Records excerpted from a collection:
· · · · ·

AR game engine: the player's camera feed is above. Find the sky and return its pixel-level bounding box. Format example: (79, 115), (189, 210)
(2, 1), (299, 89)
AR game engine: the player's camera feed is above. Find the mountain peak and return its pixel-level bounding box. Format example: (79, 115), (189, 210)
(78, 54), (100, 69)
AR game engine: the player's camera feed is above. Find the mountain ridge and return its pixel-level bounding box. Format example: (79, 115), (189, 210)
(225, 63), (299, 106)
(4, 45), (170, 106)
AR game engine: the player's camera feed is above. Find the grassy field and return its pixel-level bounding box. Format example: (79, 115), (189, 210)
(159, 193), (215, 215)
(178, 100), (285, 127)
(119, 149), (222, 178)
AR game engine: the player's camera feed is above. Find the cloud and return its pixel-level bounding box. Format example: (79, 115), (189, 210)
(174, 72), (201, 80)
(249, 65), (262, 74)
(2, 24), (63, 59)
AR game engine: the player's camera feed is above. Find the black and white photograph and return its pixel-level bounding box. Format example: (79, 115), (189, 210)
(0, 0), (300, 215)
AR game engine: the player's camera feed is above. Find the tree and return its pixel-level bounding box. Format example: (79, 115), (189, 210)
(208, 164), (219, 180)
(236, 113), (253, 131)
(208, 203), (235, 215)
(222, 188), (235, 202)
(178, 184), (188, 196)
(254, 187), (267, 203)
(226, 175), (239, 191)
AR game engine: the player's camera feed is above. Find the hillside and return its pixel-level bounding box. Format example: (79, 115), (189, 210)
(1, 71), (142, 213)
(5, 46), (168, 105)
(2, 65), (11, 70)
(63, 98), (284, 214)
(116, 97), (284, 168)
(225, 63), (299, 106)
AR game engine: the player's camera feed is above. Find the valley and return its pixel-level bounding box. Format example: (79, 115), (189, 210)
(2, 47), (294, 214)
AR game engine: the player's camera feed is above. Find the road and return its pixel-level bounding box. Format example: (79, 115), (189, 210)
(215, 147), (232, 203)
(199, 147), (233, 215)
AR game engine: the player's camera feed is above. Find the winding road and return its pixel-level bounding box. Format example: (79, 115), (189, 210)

· · · · ·

**SHORT TASK**
Convert the material above into a JSON list of strings, with one string for each line and blank lines omitted.

**TASK SOLUTION**
[
  "AR game engine: the player's camera feed is above. Find the sky and return its pixel-level bounding box. Format example: (79, 115), (189, 210)",
  "(2, 1), (299, 89)",
  "AR game engine: the player's camera feed is above. Find the mountain peak and return its pixel-level bounding box. Format example: (79, 115), (189, 210)",
  "(78, 54), (100, 69)",
  "AR game engine: the player's camera feed is above. Find the mountain ridge and return its pixel-level bounding box. Format example: (79, 115), (189, 210)",
  "(225, 63), (299, 106)",
  "(4, 45), (170, 106)",
  "AR game engine: the player's camera feed is above. Find the grassy field and return its pixel-level bounding box. Format example: (79, 115), (189, 210)",
  "(159, 193), (215, 215)",
  "(178, 100), (285, 127)",
  "(119, 149), (222, 178)",
  "AR game engine: the player's camera feed is above. Find the cloud and return its pixel-level bounding box. Format example: (79, 115), (189, 210)",
  "(174, 72), (201, 80)",
  "(249, 65), (262, 74)",
  "(2, 24), (63, 59)",
  "AR game engine: the player's camera feed is above. Find the black and white photograph and return its pixel-level bounding box. Format example: (79, 115), (189, 210)",
  "(0, 0), (300, 215)",
  "AR game engine: the player's camera feed is above. Find the tree and return its pixel-level bounding box. Format example: (79, 115), (189, 210)",
  "(208, 164), (219, 180)",
  "(236, 113), (253, 131)",
  "(208, 203), (235, 215)",
  "(222, 188), (235, 202)",
  "(178, 184), (188, 196)",
  "(254, 187), (267, 203)",
  "(226, 175), (239, 191)",
  "AR game engine: the player's camera feed is above. Find the hillside and return its pixel-level bounding box. Format example: (79, 115), (189, 210)",
  "(1, 71), (142, 213)",
  "(5, 46), (168, 105)",
  "(2, 65), (11, 70)",
  "(63, 98), (284, 214)",
  "(116, 97), (284, 168)",
  "(225, 63), (299, 106)",
  "AR game engine: the player's camera feed is above. Find the valley and return its pixel-level bounding box. Format example: (79, 115), (189, 210)",
  "(2, 47), (294, 214)",
  "AR game engine: the player's camera feed is above. Find the road and return its pixel-level bounding box. Format example: (79, 115), (189, 210)",
  "(215, 147), (232, 203)",
  "(199, 147), (233, 215)",
  "AR game engine: the player's camera feed is above. Find the winding road and return its pixel-level bounding box. Format example: (79, 115), (189, 210)"
]